- _Lesetext_:
Dann ging es weiter in die Stadt Zomba – meinem neuen Zuhause. Zu Kolonialenzeiten die Hauptstadt gewesen, ist es nun die viertgrößte Stadt (ca. 100.000 Einwohner) des Landes. Übrigens wird man mit der Kolonialzeit immer wieder konfrontiert. Viele Probleme, die es heute in Malawi gibt sind auf die teils blutige Herrschaft des britischen Commonwealth zurückzuführen. Ein absolutes Muss, sich mit diesen Themen auseinanderzusetzen, bevor man in ein afrikanisches Land - auch nur in den Urlaub fährt. Ich wohnte in einem gemischten Vorstadtbezirk in meinem eigenen Haus mit kleiner eingezäunter Rasenfläche und nur Kaltwasseranschluss. Meine Nachbarn empfingen mich freundlich und nahmen sich sogar die Zeit, mir Chichewa-Unterricht zu geben. Zur Arbeit bin ich jeden Tag 20 Minuten mit dem Fahrrad gefahren. Das war sehr naheliegend, da erstens: fast alle mit dem Rad unterwegs sind, die es sich irgendwie leisten können und natürlich zweitens: ich in einem Fahrradprojekt gearbeitet habe. Dort bestand meine Aufgabe darin, gebrauchte Fahrräder, die aus Kanada in großen Überseecontainern ankamen, wieder flott für malawische Straßen zu machen. In der Werkstatt war der Verkauf gleich integriert und die Kunden wendeten teilweise mehrere Monatsgehälter auf, um sich ein Fahrrad zu kaufen. Mit den Erlösen haben etwa 10 Menschen eine sichere Beschäftigung und eine Kindertagesstätte wird zusätzlich noch unterstützt. Apropos Fahrrad: So ein Fahrrad eröffnet ungeahnte Möglichkeiten für die meisten Menschen. Es ist eben nicht nur ein nettes Sportgerät, das bei gutem Wetter zu einem Ausflug taugt. Nein, ein Fahrrad in Malawi ist viel mehr.

- _Vorliegende Datensätze_:
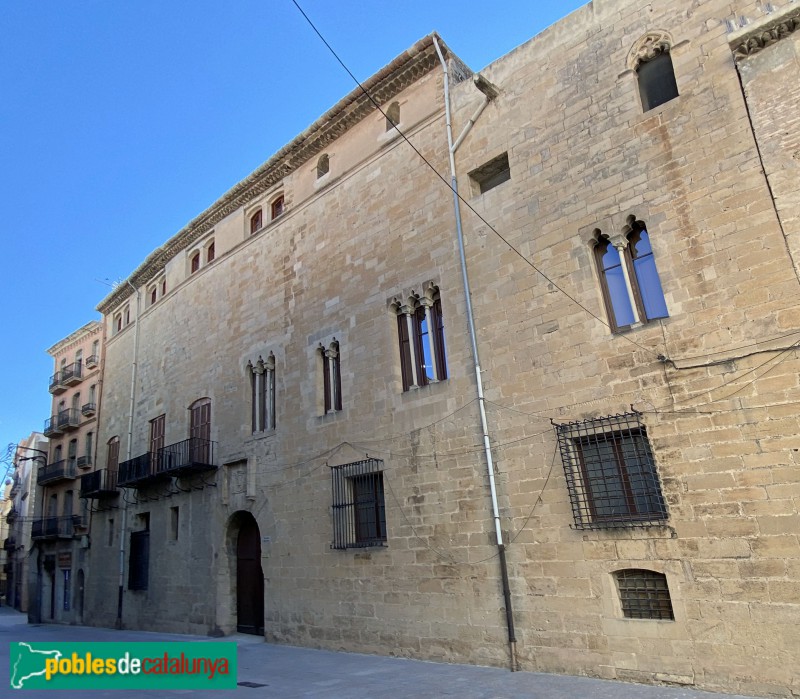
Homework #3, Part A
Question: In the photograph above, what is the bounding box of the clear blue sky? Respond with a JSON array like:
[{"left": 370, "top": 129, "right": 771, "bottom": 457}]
[{"left": 0, "top": 0, "right": 584, "bottom": 468}]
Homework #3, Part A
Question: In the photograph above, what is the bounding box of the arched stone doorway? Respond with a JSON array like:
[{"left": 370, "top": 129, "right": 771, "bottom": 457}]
[{"left": 231, "top": 512, "right": 264, "bottom": 636}]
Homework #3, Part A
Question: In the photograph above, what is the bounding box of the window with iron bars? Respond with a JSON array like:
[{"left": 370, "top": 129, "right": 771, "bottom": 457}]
[
  {"left": 614, "top": 568, "right": 675, "bottom": 620},
  {"left": 331, "top": 459, "right": 386, "bottom": 549},
  {"left": 554, "top": 413, "right": 668, "bottom": 529}
]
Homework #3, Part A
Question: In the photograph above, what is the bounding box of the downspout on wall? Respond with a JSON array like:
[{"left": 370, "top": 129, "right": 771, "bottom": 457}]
[{"left": 433, "top": 36, "right": 519, "bottom": 672}]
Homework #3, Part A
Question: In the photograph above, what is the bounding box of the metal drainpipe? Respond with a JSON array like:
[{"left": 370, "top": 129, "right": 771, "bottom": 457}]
[
  {"left": 116, "top": 279, "right": 140, "bottom": 629},
  {"left": 433, "top": 36, "right": 519, "bottom": 672}
]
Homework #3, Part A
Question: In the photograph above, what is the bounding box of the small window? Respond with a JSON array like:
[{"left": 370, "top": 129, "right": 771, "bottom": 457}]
[
  {"left": 316, "top": 153, "right": 331, "bottom": 179},
  {"left": 614, "top": 568, "right": 675, "bottom": 620},
  {"left": 250, "top": 209, "right": 263, "bottom": 235},
  {"left": 331, "top": 459, "right": 386, "bottom": 549},
  {"left": 555, "top": 413, "right": 667, "bottom": 529},
  {"left": 169, "top": 507, "right": 180, "bottom": 541},
  {"left": 469, "top": 153, "right": 511, "bottom": 194},
  {"left": 128, "top": 512, "right": 150, "bottom": 590},
  {"left": 106, "top": 437, "right": 119, "bottom": 472},
  {"left": 271, "top": 194, "right": 284, "bottom": 221},
  {"left": 386, "top": 102, "right": 400, "bottom": 131},
  {"left": 394, "top": 285, "right": 447, "bottom": 391},
  {"left": 636, "top": 50, "right": 678, "bottom": 112},
  {"left": 247, "top": 352, "right": 275, "bottom": 432},
  {"left": 319, "top": 339, "right": 342, "bottom": 415}
]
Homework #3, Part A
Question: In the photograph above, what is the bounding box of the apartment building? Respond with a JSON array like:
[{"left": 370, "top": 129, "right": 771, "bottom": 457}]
[
  {"left": 31, "top": 321, "right": 103, "bottom": 623},
  {"left": 79, "top": 0, "right": 800, "bottom": 695},
  {"left": 3, "top": 432, "right": 48, "bottom": 612}
]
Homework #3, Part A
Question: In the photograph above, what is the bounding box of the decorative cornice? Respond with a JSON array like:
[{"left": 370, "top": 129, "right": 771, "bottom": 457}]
[
  {"left": 47, "top": 320, "right": 103, "bottom": 357},
  {"left": 97, "top": 34, "right": 462, "bottom": 314},
  {"left": 728, "top": 5, "right": 800, "bottom": 63}
]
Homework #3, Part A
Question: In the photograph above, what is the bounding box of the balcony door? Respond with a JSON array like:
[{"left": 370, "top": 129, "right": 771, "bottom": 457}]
[
  {"left": 189, "top": 398, "right": 211, "bottom": 464},
  {"left": 150, "top": 415, "right": 167, "bottom": 473}
]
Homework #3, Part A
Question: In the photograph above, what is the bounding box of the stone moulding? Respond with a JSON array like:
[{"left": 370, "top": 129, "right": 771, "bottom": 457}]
[
  {"left": 728, "top": 5, "right": 800, "bottom": 63},
  {"left": 97, "top": 34, "right": 470, "bottom": 314}
]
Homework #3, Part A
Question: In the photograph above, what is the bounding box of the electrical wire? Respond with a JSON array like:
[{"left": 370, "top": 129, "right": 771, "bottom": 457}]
[{"left": 292, "top": 0, "right": 658, "bottom": 357}]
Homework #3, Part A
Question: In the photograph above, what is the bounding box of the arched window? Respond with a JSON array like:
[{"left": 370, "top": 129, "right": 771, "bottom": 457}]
[
  {"left": 385, "top": 102, "right": 400, "bottom": 131},
  {"left": 317, "top": 153, "right": 331, "bottom": 179},
  {"left": 250, "top": 209, "right": 263, "bottom": 235},
  {"left": 614, "top": 568, "right": 675, "bottom": 620},
  {"left": 318, "top": 338, "right": 342, "bottom": 415},
  {"left": 106, "top": 437, "right": 119, "bottom": 472},
  {"left": 628, "top": 31, "right": 678, "bottom": 112},
  {"left": 270, "top": 194, "right": 284, "bottom": 221},
  {"left": 393, "top": 284, "right": 447, "bottom": 391},
  {"left": 595, "top": 223, "right": 669, "bottom": 331}
]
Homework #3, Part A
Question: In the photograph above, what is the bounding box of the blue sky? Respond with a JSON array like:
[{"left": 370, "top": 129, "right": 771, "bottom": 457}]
[{"left": 0, "top": 0, "right": 584, "bottom": 468}]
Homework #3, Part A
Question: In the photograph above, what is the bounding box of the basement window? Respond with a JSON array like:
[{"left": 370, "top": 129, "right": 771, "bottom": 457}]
[
  {"left": 614, "top": 568, "right": 675, "bottom": 621},
  {"left": 469, "top": 153, "right": 511, "bottom": 194}
]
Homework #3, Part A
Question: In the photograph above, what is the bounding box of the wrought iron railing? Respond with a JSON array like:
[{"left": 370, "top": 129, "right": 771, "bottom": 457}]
[
  {"left": 36, "top": 459, "right": 75, "bottom": 485},
  {"left": 81, "top": 468, "right": 119, "bottom": 498}
]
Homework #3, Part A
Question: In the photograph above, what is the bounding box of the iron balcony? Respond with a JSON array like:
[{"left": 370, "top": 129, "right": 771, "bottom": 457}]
[
  {"left": 31, "top": 515, "right": 83, "bottom": 540},
  {"left": 36, "top": 459, "right": 76, "bottom": 485},
  {"left": 81, "top": 468, "right": 119, "bottom": 499},
  {"left": 117, "top": 437, "right": 217, "bottom": 488}
]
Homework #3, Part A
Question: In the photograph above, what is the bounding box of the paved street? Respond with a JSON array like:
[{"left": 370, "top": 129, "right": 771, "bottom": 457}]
[{"left": 0, "top": 607, "right": 764, "bottom": 699}]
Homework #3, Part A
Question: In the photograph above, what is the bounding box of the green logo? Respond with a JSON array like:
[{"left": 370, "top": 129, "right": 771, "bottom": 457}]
[{"left": 9, "top": 641, "right": 236, "bottom": 689}]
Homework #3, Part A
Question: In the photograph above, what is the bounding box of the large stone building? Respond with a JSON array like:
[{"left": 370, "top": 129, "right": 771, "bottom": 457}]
[
  {"left": 79, "top": 0, "right": 800, "bottom": 694},
  {"left": 30, "top": 320, "right": 103, "bottom": 623}
]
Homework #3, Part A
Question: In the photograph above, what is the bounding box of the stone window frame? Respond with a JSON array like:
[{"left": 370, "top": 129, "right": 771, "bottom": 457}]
[
  {"left": 591, "top": 215, "right": 669, "bottom": 333},
  {"left": 246, "top": 352, "right": 277, "bottom": 434},
  {"left": 553, "top": 412, "right": 669, "bottom": 530},
  {"left": 612, "top": 568, "right": 675, "bottom": 621},
  {"left": 389, "top": 282, "right": 448, "bottom": 393},
  {"left": 316, "top": 337, "right": 342, "bottom": 416},
  {"left": 330, "top": 458, "right": 388, "bottom": 550},
  {"left": 620, "top": 29, "right": 688, "bottom": 114}
]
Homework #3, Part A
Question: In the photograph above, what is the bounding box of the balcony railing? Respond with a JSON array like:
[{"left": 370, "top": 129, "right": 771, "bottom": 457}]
[
  {"left": 118, "top": 437, "right": 217, "bottom": 488},
  {"left": 81, "top": 468, "right": 119, "bottom": 499},
  {"left": 36, "top": 459, "right": 76, "bottom": 485},
  {"left": 42, "top": 415, "right": 62, "bottom": 437},
  {"left": 117, "top": 451, "right": 169, "bottom": 488},
  {"left": 31, "top": 515, "right": 83, "bottom": 539},
  {"left": 58, "top": 408, "right": 81, "bottom": 432},
  {"left": 160, "top": 437, "right": 217, "bottom": 476},
  {"left": 61, "top": 361, "right": 83, "bottom": 386},
  {"left": 50, "top": 370, "right": 67, "bottom": 395}
]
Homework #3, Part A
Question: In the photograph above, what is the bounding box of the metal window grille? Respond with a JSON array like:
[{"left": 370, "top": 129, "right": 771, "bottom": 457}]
[
  {"left": 554, "top": 413, "right": 668, "bottom": 529},
  {"left": 614, "top": 568, "right": 675, "bottom": 619},
  {"left": 331, "top": 459, "right": 386, "bottom": 549}
]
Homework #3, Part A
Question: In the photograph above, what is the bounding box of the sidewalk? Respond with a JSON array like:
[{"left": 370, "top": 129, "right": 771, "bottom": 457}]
[{"left": 0, "top": 607, "right": 764, "bottom": 699}]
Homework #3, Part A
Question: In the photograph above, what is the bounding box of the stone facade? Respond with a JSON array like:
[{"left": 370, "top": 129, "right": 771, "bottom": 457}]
[{"left": 81, "top": 0, "right": 800, "bottom": 696}]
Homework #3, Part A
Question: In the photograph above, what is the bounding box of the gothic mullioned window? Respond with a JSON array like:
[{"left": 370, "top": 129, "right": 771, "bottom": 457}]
[
  {"left": 594, "top": 216, "right": 669, "bottom": 331},
  {"left": 247, "top": 352, "right": 276, "bottom": 433},
  {"left": 392, "top": 284, "right": 447, "bottom": 391}
]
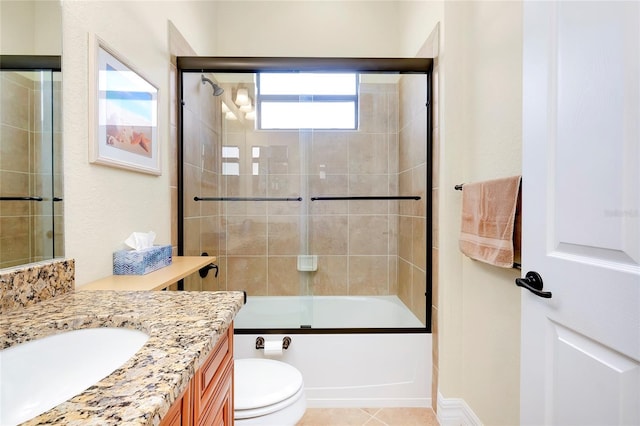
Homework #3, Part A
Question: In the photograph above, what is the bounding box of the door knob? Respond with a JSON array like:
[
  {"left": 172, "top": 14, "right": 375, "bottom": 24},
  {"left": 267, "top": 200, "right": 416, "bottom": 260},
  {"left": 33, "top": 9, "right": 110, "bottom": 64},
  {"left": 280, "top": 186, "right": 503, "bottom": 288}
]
[{"left": 516, "top": 271, "right": 551, "bottom": 299}]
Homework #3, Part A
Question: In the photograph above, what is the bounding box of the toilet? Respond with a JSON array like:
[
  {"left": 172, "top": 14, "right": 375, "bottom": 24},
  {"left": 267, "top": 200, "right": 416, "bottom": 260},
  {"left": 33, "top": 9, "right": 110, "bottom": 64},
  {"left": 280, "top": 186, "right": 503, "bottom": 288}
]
[{"left": 233, "top": 358, "right": 307, "bottom": 426}]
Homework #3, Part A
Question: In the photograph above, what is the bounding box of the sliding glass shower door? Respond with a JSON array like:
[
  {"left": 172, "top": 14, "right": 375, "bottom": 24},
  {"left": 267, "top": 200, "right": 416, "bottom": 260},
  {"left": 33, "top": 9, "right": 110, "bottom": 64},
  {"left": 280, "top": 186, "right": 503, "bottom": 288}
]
[{"left": 182, "top": 60, "right": 430, "bottom": 329}]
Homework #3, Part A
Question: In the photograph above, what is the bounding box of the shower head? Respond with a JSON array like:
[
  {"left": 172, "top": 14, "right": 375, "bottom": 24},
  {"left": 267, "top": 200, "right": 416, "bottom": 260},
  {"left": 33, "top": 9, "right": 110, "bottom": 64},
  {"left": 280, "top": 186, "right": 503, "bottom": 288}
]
[{"left": 202, "top": 75, "right": 224, "bottom": 96}]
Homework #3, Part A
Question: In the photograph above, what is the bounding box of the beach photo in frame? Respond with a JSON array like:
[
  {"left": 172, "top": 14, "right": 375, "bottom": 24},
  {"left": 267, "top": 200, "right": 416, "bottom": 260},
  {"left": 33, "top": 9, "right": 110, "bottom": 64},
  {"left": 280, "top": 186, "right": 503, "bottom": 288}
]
[{"left": 89, "top": 35, "right": 161, "bottom": 175}]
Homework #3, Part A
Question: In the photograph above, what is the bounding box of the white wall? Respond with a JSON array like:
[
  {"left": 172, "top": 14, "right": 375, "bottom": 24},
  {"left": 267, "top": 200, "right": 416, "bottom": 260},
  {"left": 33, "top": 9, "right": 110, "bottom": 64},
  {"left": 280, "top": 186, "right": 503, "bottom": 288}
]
[
  {"left": 215, "top": 1, "right": 400, "bottom": 57},
  {"left": 0, "top": 0, "right": 62, "bottom": 55},
  {"left": 439, "top": 1, "right": 526, "bottom": 425},
  {"left": 58, "top": 0, "right": 521, "bottom": 424},
  {"left": 62, "top": 0, "right": 214, "bottom": 285}
]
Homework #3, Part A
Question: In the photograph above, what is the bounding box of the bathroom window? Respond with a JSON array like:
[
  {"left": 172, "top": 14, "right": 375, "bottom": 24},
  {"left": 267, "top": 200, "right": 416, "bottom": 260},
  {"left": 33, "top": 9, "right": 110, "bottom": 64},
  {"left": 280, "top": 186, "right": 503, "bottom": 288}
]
[{"left": 257, "top": 72, "right": 359, "bottom": 130}]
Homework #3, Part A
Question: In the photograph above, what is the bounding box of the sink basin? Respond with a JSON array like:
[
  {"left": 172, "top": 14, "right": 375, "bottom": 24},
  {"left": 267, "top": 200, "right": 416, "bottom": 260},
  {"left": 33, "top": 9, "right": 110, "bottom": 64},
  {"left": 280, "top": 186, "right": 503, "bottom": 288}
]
[{"left": 0, "top": 328, "right": 149, "bottom": 426}]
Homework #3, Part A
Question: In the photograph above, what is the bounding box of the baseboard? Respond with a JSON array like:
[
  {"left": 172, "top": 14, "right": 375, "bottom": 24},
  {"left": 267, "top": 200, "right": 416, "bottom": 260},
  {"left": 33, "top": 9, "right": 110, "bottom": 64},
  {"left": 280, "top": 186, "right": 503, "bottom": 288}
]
[
  {"left": 437, "top": 392, "right": 482, "bottom": 426},
  {"left": 307, "top": 395, "right": 431, "bottom": 408}
]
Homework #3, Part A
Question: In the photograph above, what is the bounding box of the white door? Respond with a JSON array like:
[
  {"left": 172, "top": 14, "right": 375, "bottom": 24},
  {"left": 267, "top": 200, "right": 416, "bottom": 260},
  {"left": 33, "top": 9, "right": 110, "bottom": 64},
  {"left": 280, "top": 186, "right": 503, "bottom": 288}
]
[{"left": 521, "top": 1, "right": 640, "bottom": 425}]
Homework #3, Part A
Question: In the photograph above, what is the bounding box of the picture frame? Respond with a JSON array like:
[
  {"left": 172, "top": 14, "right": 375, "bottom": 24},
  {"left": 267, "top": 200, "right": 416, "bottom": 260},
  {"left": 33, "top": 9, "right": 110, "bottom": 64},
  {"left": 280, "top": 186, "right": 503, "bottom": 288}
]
[{"left": 89, "top": 34, "right": 162, "bottom": 175}]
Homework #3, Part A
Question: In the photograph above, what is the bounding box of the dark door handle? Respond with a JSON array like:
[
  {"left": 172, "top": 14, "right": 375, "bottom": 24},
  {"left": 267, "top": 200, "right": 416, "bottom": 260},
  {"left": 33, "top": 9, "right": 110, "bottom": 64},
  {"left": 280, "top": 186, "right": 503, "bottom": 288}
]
[{"left": 516, "top": 271, "right": 551, "bottom": 299}]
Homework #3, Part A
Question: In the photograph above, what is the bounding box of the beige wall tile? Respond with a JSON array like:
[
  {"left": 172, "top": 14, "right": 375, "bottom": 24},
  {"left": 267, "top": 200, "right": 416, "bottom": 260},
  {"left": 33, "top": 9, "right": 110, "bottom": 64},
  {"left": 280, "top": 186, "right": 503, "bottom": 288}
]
[
  {"left": 0, "top": 170, "right": 31, "bottom": 216},
  {"left": 226, "top": 256, "right": 269, "bottom": 296},
  {"left": 411, "top": 266, "right": 431, "bottom": 325},
  {"left": 311, "top": 256, "right": 348, "bottom": 296},
  {"left": 398, "top": 259, "right": 413, "bottom": 306},
  {"left": 309, "top": 132, "right": 351, "bottom": 175},
  {"left": 349, "top": 256, "right": 389, "bottom": 296},
  {"left": 349, "top": 133, "right": 389, "bottom": 174},
  {"left": 0, "top": 124, "right": 30, "bottom": 173},
  {"left": 359, "top": 92, "right": 389, "bottom": 133},
  {"left": 183, "top": 164, "right": 202, "bottom": 218},
  {"left": 411, "top": 217, "right": 427, "bottom": 271},
  {"left": 267, "top": 216, "right": 301, "bottom": 255},
  {"left": 226, "top": 216, "right": 267, "bottom": 256},
  {"left": 267, "top": 256, "right": 305, "bottom": 296},
  {"left": 184, "top": 217, "right": 200, "bottom": 256},
  {"left": 0, "top": 78, "right": 33, "bottom": 130},
  {"left": 349, "top": 215, "right": 389, "bottom": 255},
  {"left": 309, "top": 215, "right": 349, "bottom": 255},
  {"left": 398, "top": 216, "right": 413, "bottom": 262}
]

- _Aufgabenstellung_:
Nenne alle Zahlen, die im Lesetext über Zomba in Ziffern geschrieben sind, und gib zu jeder an, worauf sie sich bezieht.

- _Lösung_:
- 100.000: die ungefähre Einwohnerzahl von Zomba
- 20: die Minuten, die die Fahrradfahrt zur Arbeit täglich dauerte
- 10: die ungefähre Zahl der Menschen, die durch die Erlöse eine sichere Beschäftigung haben